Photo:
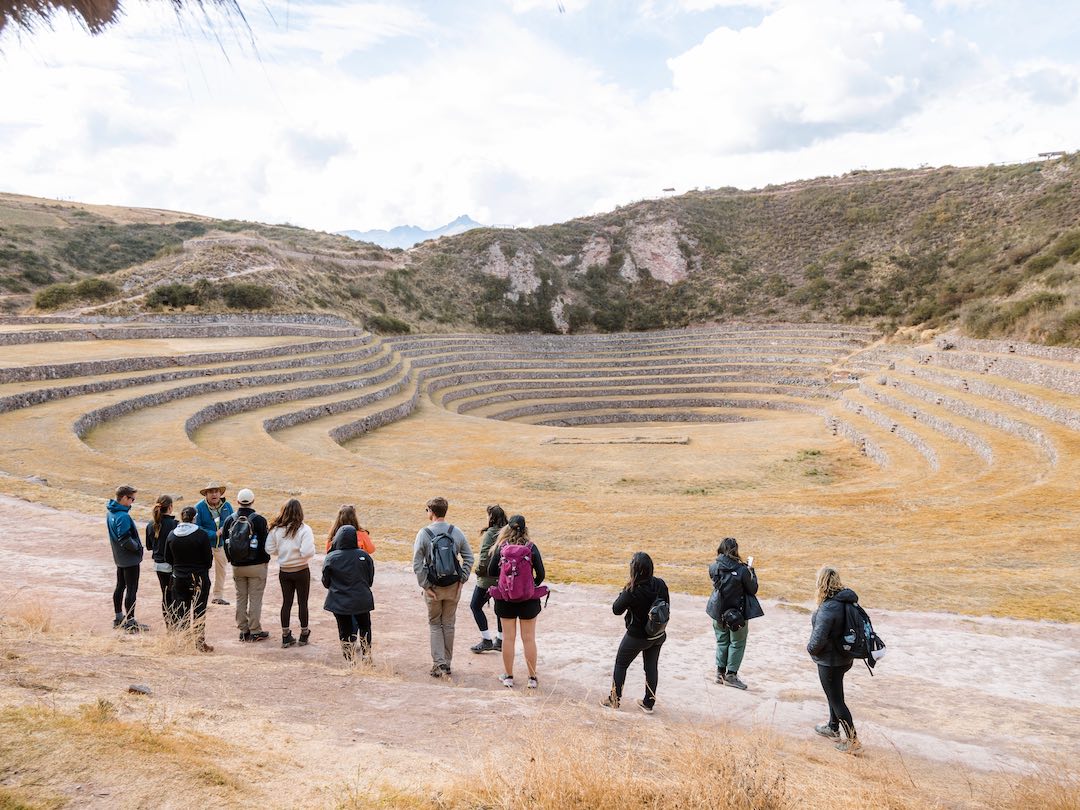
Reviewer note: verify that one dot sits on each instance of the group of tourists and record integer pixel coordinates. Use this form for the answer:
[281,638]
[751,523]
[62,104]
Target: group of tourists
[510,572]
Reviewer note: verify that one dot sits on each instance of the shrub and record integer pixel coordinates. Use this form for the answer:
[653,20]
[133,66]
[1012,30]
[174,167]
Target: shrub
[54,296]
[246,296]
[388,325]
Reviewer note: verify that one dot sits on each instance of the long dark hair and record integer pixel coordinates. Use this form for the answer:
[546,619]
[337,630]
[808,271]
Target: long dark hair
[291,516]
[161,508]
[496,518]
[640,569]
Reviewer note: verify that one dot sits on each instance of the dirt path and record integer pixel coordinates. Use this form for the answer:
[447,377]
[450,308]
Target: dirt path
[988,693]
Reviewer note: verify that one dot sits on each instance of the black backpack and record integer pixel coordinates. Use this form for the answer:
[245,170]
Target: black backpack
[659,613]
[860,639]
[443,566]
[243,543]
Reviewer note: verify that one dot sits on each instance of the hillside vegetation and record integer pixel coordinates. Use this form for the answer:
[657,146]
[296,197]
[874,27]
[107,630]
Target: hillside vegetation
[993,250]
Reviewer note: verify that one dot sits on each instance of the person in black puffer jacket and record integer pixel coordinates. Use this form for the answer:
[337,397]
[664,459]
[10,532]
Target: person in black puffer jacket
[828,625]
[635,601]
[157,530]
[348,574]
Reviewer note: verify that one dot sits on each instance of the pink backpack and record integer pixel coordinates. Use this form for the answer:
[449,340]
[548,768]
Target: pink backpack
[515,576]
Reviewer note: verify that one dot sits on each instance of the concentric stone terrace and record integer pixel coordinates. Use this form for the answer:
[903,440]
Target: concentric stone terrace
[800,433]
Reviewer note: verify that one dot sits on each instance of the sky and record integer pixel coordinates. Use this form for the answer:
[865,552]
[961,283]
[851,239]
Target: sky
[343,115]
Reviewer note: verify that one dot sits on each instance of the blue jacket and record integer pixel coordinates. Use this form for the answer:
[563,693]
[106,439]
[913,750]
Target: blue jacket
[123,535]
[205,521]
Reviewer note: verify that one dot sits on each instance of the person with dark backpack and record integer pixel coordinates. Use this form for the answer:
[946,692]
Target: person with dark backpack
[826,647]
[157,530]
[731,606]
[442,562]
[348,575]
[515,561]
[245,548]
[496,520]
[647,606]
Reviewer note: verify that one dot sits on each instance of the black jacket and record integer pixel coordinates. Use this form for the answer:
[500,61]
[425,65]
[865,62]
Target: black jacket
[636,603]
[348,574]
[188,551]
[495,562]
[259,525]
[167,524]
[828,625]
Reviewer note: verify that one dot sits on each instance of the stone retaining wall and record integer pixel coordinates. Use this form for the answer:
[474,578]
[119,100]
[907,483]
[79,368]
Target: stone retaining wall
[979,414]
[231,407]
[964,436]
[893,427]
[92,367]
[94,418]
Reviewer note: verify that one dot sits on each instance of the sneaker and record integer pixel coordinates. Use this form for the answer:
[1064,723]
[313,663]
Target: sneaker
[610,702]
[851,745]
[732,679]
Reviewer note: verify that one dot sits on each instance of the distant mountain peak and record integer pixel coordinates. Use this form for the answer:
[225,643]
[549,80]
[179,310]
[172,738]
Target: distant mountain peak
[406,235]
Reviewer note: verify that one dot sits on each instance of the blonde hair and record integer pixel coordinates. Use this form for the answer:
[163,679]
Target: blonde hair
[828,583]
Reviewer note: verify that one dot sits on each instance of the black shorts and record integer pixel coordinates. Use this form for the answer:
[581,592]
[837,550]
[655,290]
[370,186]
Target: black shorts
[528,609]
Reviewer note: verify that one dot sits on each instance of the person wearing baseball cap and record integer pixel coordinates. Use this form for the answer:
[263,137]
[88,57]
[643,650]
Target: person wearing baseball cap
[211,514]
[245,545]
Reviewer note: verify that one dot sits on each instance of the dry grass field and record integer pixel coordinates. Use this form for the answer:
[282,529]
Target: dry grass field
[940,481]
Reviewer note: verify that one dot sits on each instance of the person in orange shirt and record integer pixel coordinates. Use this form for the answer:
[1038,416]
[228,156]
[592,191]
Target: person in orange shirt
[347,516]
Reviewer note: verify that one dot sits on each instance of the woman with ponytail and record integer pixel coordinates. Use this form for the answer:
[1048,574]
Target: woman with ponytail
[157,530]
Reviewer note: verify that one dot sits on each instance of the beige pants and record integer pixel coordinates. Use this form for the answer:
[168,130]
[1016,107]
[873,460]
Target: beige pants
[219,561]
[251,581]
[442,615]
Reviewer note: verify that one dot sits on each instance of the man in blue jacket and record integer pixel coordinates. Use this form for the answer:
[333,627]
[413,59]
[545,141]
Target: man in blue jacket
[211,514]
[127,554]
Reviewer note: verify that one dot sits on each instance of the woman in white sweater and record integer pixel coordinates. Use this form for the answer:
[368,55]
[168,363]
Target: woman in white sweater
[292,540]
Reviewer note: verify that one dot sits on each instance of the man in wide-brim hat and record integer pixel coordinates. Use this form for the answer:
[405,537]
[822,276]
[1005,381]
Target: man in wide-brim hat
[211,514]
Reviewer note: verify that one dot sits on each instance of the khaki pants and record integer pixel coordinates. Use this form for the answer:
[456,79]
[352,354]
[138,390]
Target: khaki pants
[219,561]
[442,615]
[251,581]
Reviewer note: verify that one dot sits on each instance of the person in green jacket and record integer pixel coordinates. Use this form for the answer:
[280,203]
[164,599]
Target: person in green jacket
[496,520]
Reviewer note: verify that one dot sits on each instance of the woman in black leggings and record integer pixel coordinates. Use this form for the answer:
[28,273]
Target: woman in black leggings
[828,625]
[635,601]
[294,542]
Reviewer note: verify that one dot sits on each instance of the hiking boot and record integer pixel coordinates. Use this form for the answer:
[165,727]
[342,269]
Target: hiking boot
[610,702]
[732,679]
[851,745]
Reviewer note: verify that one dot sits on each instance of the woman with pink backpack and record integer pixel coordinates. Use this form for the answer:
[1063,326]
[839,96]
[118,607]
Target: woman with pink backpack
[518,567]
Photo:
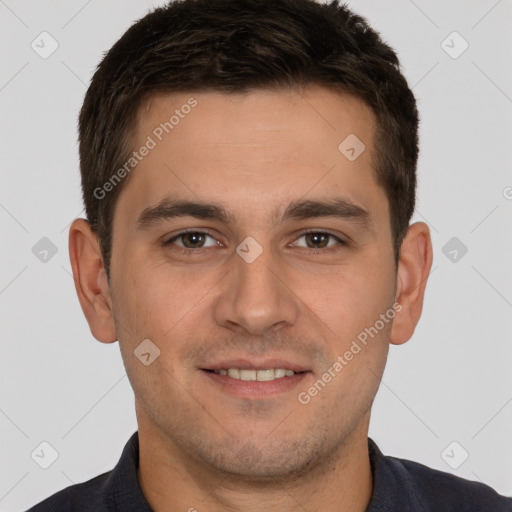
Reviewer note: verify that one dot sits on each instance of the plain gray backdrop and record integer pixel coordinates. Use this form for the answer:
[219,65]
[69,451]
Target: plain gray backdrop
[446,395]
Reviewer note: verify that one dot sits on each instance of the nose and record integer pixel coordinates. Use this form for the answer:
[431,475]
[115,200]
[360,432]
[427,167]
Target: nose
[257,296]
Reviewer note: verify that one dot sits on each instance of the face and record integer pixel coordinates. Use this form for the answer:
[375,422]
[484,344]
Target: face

• • •

- WHAT YOU NEED TO DO -
Repeat the material above word for word and skip every image in it.

- FULL SOLUTION -
Photo:
Reviewer note: verify that one dot sits on each instance of the group of tourists and record integer pixel coordinates. Use this form for the answer:
[281,638]
[751,523]
[62,104]
Target: group of tourists
[510,572]
Reviewer note: verify that one dot sits on each instance of the shrub and record integer pixel coordinates. Use this form for the answer:
[653,20]
[133,66]
[1012,30]
[174,167]
Target: shrub
[54,296]
[246,296]
[388,325]
Reviewer note: verify that one dot sits on each instance of the long dark hair and record integer pixel coordinates. Use this form for the answer:
[546,619]
[337,630]
[808,271]
Target: long dark hair
[291,516]
[161,508]
[496,518]
[640,569]
Reviewer note: verify that one dot sits on each instance of the dirt path and record integer pixel coordinates. Use this form for the answer:
[447,377]
[450,308]
Target: dirt path
[988,693]
Reviewer note: verify that one dot sits on each instance of the black backpack and record integer pixel coordinates. Use this form for the answer:
[245,170]
Target: black backpack
[659,613]
[860,639]
[443,566]
[243,543]
Reviewer note: verify that one dot sits on each instance of the hillside vegetation and record integer pixel coordinates. Use this form for the answer:
[657,146]
[296,197]
[874,27]
[107,630]
Target: hillside vegetation
[993,250]
Reviewer note: verify that one dot sits on each instance of the person in black puffer jacket and record integer pixel coordinates. Use this form for the answer:
[337,397]
[664,459]
[10,532]
Target: person in black puffer jacket
[828,625]
[635,601]
[157,530]
[348,574]
Reviewer note: verify that one dot sits on each instance of the pink backpack and record integer pixel coordinates. Use this form for the answer:
[449,340]
[548,768]
Target: pink backpack
[515,576]
Reviewer note: verify that one dot sits on each instance of the concentric stone terrace and record integer pixel coordinates. Use this form for the answer:
[903,440]
Target: concentric stone terrace
[800,433]
Reviewer note: verify that one dot sits on each instance of the sky and record integer pixel coordinates. Use this form for the answer:
[865,552]
[961,283]
[851,239]
Target: sky
[343,115]
Reviewer note: verify that one dot sits on each instance of the blue jacket and record integer pixel coordinates. Use this form for the answer:
[563,693]
[106,439]
[913,750]
Target: blue jacket
[123,535]
[205,521]
Reviewer note: verify that one dot sits on each instance of the person with dark backpack and record integer pixel coordinates. Use this form for the answer:
[946,692]
Target: person with dark backpack
[826,647]
[157,530]
[731,606]
[442,562]
[348,575]
[515,561]
[245,548]
[496,520]
[647,606]
Reviewer note: verify that one dot sits on each instance of the black jacket and record integer pixel coordinates. Use this form for the answer:
[500,61]
[425,65]
[865,62]
Target: black jacket
[636,603]
[348,574]
[188,551]
[495,562]
[259,525]
[167,524]
[828,625]
Reviewer note: verify that one dot sits on each instance of the stone retaining wall and record integer pixel coordinates. Use this form for the answer:
[474,578]
[119,100]
[907,483]
[79,368]
Target: stone retaining wall
[979,414]
[231,407]
[964,436]
[893,427]
[92,367]
[94,418]
Reviewer note: verify that one dot sits on each instance of the sneaker and record integer pixel coordinates. Use this form for the answer:
[1064,723]
[313,663]
Target: sneaker
[610,702]
[851,745]
[732,679]
Reviewer note: verify that one dot sits on each instance of the distant mountain peak and record integer pixel coordinates. Use this form for the answer:
[225,643]
[549,80]
[179,310]
[172,738]
Target: distant mountain peak
[406,235]
Reviewer note: verify that one dot sits on each instance of the blonde hair and record integer pixel coordinates. Use this form for the answer:
[163,679]
Target: blonde hair
[828,583]
Reviewer note: verify that one dot sits on each instance of the black shorts and record integer pixel coordinates. Use this form for the answer:
[581,592]
[837,550]
[655,290]
[370,186]
Target: black shorts
[528,609]
Reviewer note: verify that one dot sits on each instance of the person wearing baseball cap and record integer pixel coordinates. Use this form for the answer:
[263,137]
[88,57]
[643,650]
Target: person wearing baseball cap
[211,514]
[245,545]
Reviewer note: verify that one dot sits on each instance of the dry grass field and record integer pixel coordinates. Use this form for the answer:
[282,529]
Target: dry grass field
[940,481]
Reviewer note: verify that one dot sits on each instance of the person in orange shirt and record integer pixel coordinates. Use this form for the answer:
[1038,416]
[228,156]
[592,191]
Target: person in orange shirt
[347,516]
Reviewer note: verify that one dot sits on each instance of the woman with ponytail and record integer pixel coordinates. Use this form for the answer:
[1048,574]
Target: woman with ponytail
[157,530]
Reviewer note: verify that one dot sits on each instance of the beige pants and record integer pixel coordinates. Use this form for the answer:
[168,130]
[1016,107]
[873,460]
Target: beige pants
[219,561]
[251,581]
[442,615]
Reviewer note: verify that one dot sits on each instance of the man in blue jacket and record integer pixel coordinates. Use this form for the answer:
[333,627]
[413,59]
[545,141]
Target: man in blue jacket
[211,514]
[127,554]
Reviewer note: verify that one dot sits on each instance of the woman in white sweater and record integer pixel coordinates. Use this form for the answer:
[368,55]
[168,363]
Target: woman in white sweater
[292,540]
Reviewer note: verify that one dot sits on each instance of the man in wide-brim hat and record integer pixel coordinates. Use this form for the answer:
[405,537]
[822,276]
[1005,381]
Target: man in wide-brim hat
[211,514]
Reviewer note: verify that one dot sits on each instance of the khaki pants and record integer pixel coordinates. Use this form for the answer:
[456,79]
[352,354]
[138,390]
Target: khaki pants
[219,561]
[442,615]
[251,581]
Reviewer note: verify that one dot sits on each instance of the person in green jacket and record integer pixel coordinates. Use this form for the answer:
[280,203]
[164,599]
Target: person in green jacket
[496,520]
Reviewer note: verify that one dot sits on each instance of the woman in black leggings and record integer pixel coordinates. Use this form for the answer:
[28,273]
Target: woman in black leggings
[828,625]
[635,601]
[294,542]
Reviewer note: verify that one dot sits on each instance of the hiking boot and record integer pixel coordinates. Use this form for the answer:
[165,727]
[342,269]
Target: hiking boot
[610,702]
[732,679]
[851,745]
Reviewer note: verify that one dot sits on each instance of the woman with pink backpack and record integer pixel coordinates. Use this form for the answer:
[1063,326]
[839,96]
[118,607]
Target: woman with pink backpack
[518,567]
Photo:
Reviewer note: verify that one dot sits on each instance of the plain gray backdrop and record integer pixel coordinates. Use this form for the answer:
[219,65]
[69,451]
Target: plain gray backdrop
[446,395]
Reviewer note: verify that one dot sits on each instance of the nose and record integer pixel coordinates. Use this form for the answer:
[431,475]
[115,200]
[360,432]
[427,167]
Target: nose
[257,296]
Reviewer note: verify that one dot sits on each instance of the face and record integer pixel coordinates. Use this form for the answer:
[375,422]
[484,344]
Target: face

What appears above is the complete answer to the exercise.